_TO DO_: After removing every image, reproduce the data exactly as it appears.

_RECORDS SUPPLIED_:

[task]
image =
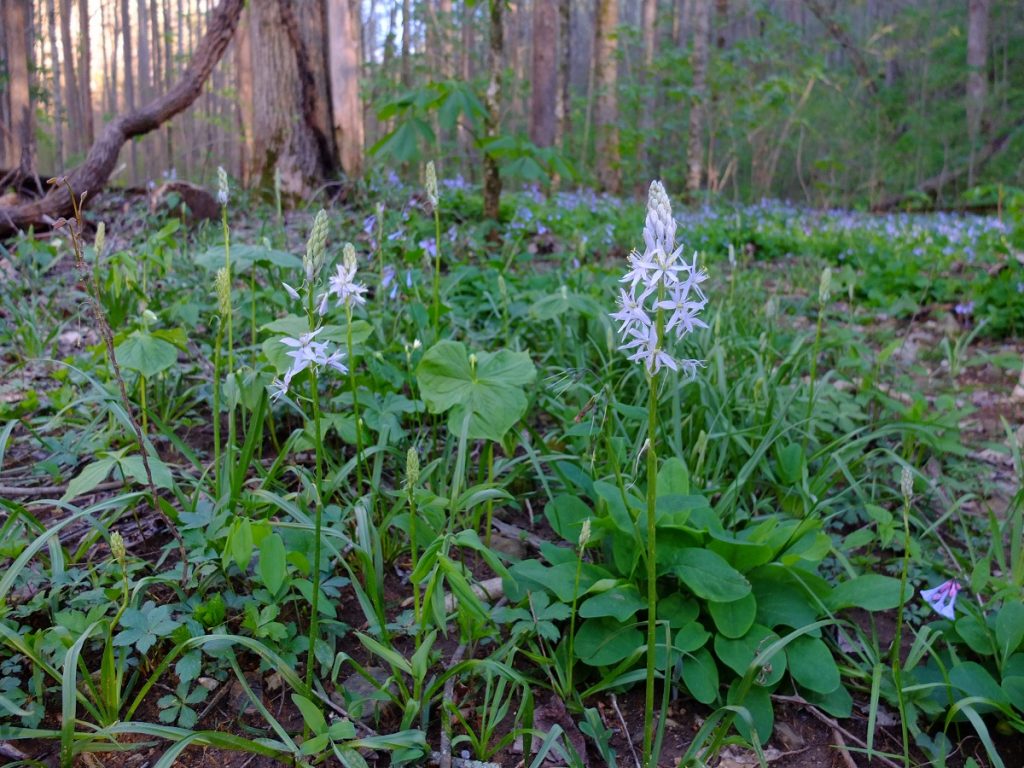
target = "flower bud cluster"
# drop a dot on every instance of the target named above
(659, 281)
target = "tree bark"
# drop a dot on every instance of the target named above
(19, 140)
(606, 107)
(496, 54)
(345, 59)
(698, 64)
(544, 93)
(977, 76)
(91, 175)
(58, 92)
(85, 70)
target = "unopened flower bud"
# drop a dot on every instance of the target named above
(824, 288)
(431, 184)
(412, 468)
(585, 534)
(221, 185)
(315, 247)
(223, 286)
(348, 257)
(100, 240)
(118, 548)
(906, 483)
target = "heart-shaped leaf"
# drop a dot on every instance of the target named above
(487, 387)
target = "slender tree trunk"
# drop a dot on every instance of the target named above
(544, 94)
(698, 65)
(648, 19)
(72, 93)
(85, 72)
(19, 141)
(407, 31)
(496, 56)
(977, 75)
(244, 68)
(344, 62)
(606, 107)
(129, 80)
(58, 109)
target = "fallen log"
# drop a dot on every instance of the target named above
(90, 177)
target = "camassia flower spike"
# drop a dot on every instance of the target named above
(943, 598)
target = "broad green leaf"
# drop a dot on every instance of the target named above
(146, 353)
(622, 602)
(91, 475)
(602, 642)
(271, 562)
(1010, 628)
(700, 676)
(811, 664)
(735, 617)
(489, 391)
(710, 577)
(870, 592)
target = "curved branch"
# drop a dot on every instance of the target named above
(92, 175)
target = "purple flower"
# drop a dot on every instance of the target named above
(943, 598)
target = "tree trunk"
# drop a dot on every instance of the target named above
(18, 141)
(92, 175)
(244, 70)
(496, 55)
(85, 71)
(58, 109)
(129, 80)
(698, 64)
(73, 96)
(564, 108)
(544, 94)
(647, 22)
(977, 75)
(284, 134)
(344, 59)
(606, 107)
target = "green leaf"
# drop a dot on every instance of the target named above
(1010, 628)
(272, 562)
(146, 353)
(91, 475)
(622, 602)
(311, 714)
(710, 577)
(492, 392)
(700, 676)
(735, 617)
(870, 592)
(811, 664)
(602, 642)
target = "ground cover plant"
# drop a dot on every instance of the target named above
(617, 483)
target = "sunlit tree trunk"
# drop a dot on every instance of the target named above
(344, 61)
(19, 139)
(58, 109)
(698, 65)
(496, 55)
(977, 75)
(85, 72)
(606, 105)
(544, 94)
(129, 80)
(73, 96)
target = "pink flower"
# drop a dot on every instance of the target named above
(943, 598)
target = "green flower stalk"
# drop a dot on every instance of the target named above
(664, 296)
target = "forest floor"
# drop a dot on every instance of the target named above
(979, 482)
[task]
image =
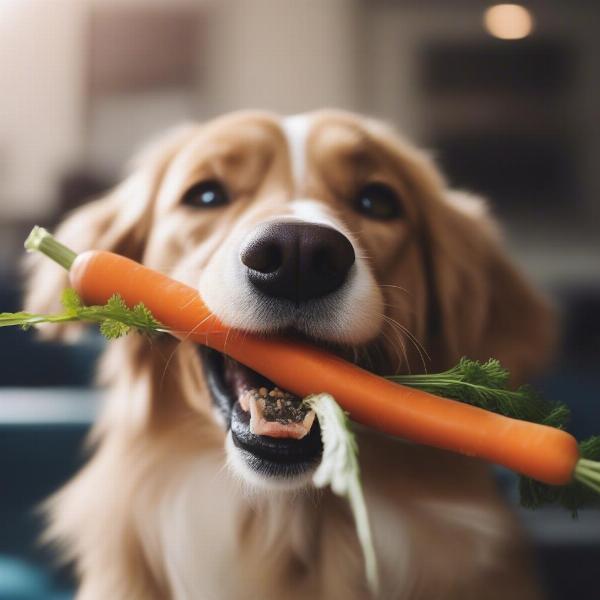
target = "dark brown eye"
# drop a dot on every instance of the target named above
(206, 194)
(378, 201)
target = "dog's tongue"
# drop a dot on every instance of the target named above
(273, 412)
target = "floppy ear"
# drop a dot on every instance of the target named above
(482, 306)
(118, 222)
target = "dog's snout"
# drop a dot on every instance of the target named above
(296, 260)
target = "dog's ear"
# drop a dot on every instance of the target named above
(482, 306)
(118, 222)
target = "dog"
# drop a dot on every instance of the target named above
(326, 226)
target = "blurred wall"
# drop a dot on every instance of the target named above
(41, 103)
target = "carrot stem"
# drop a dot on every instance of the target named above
(39, 240)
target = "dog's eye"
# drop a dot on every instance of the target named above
(378, 201)
(206, 194)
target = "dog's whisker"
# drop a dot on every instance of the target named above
(185, 338)
(401, 344)
(411, 338)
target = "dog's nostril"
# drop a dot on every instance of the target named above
(297, 261)
(264, 257)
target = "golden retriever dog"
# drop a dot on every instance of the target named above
(328, 227)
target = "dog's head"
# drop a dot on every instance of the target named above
(324, 226)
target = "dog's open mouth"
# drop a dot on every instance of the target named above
(275, 433)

_RESULT OF THIS EXERCISE_:
[task]
image =
target = "flower bud cluster"
# drop a dot on every instance of the target named above
(659, 281)
target = "tree bark"
# drop a dot on every instance of the target named above
(19, 140)
(606, 107)
(496, 54)
(345, 59)
(698, 64)
(544, 93)
(977, 76)
(91, 175)
(58, 92)
(85, 70)
target = "unopened flower bud"
# drop a dot on every instance of the target named above
(824, 288)
(431, 184)
(412, 468)
(585, 534)
(221, 185)
(315, 247)
(223, 286)
(348, 257)
(100, 240)
(118, 548)
(906, 483)
target = "heart-shaped leaf"
# drop a dot on every instance of the target named above
(487, 387)
target = "slender tree trunk"
# drop a dot on every instance of the target named above
(544, 94)
(698, 65)
(648, 19)
(72, 93)
(85, 72)
(19, 141)
(407, 31)
(496, 56)
(977, 75)
(244, 68)
(344, 62)
(606, 107)
(129, 80)
(58, 109)
target = "fallen log"
# drop a dot on every instance of the target named above
(90, 177)
target = "camassia flower spike"
# drop a dot on every instance of the target named above
(943, 598)
target = "broad green leaf"
# drop a dot on every instance of the target named above
(146, 353)
(622, 602)
(91, 475)
(602, 642)
(271, 562)
(1010, 628)
(700, 676)
(811, 664)
(735, 617)
(489, 391)
(710, 577)
(870, 592)
target = "curved branch"
# drop a dot on every instance of the target named above
(92, 175)
target = "purple flower"
# drop a dot on every instance of the target named above
(943, 598)
target = "tree trunk"
# drop a dot on every instance of the target named above
(18, 141)
(92, 175)
(244, 70)
(496, 55)
(85, 71)
(58, 109)
(129, 80)
(698, 64)
(73, 96)
(564, 108)
(544, 94)
(647, 22)
(977, 75)
(284, 134)
(344, 59)
(606, 107)
target = "green leaf"
# drop a dot on every instance of the target named above
(1010, 628)
(272, 562)
(146, 353)
(91, 475)
(622, 602)
(311, 714)
(710, 577)
(492, 392)
(700, 676)
(735, 617)
(870, 592)
(811, 664)
(602, 642)
target = "ground cover plant"
# drop a dot on every instance of the target named above
(617, 483)
target = "sunlit tree trunk"
# drop a dot on every instance of the target named above
(344, 61)
(19, 139)
(58, 109)
(698, 65)
(496, 55)
(977, 75)
(85, 72)
(606, 105)
(544, 94)
(129, 80)
(73, 96)
target = "pink flower"
# drop a dot on every instance of the target named above
(943, 598)
target = "green flower stalk"
# drop a dot on every instance of the target named above
(664, 296)
target = "forest floor"
# drop a dot on every instance of the target named above
(979, 482)
[task]
image =
target = "dark brown eye"
# drop a dot on every instance of the target named above
(206, 194)
(378, 201)
target = "dog's tongue"
# drop a dot on every instance of the target named above
(273, 412)
target = "floppy ear"
# drop a dot on every instance of the target named above
(482, 306)
(118, 222)
target = "dog's snout"
# drop a dot on every instance of the target named above
(296, 260)
target = "dog's ear"
# drop a dot on every instance of the target named above
(482, 306)
(118, 222)
target = "dog"
# drop a dot on every instance of the target named above
(326, 226)
target = "blurred wall"
# drop a dot on every instance of the target named above
(41, 103)
target = "carrot stem"
# drop a dot on every instance of the target named above
(39, 240)
target = "dog's eye"
# drop a dot on every instance of the target named above
(378, 201)
(206, 194)
target = "dog's whisker"
# drop a dot on every instance of the target named above
(185, 338)
(401, 344)
(411, 338)
target = "dog's nostril"
# drop a dot on every instance of the target named above
(297, 261)
(264, 257)
target = "golden retriever dog"
# drop a dot on every instance of the target named above
(328, 227)
target = "dog's head"
# drop a dot on every instance of the target named above
(324, 226)
target = "dog's open mouth"
# drop a dot on every instance of the target named above
(275, 433)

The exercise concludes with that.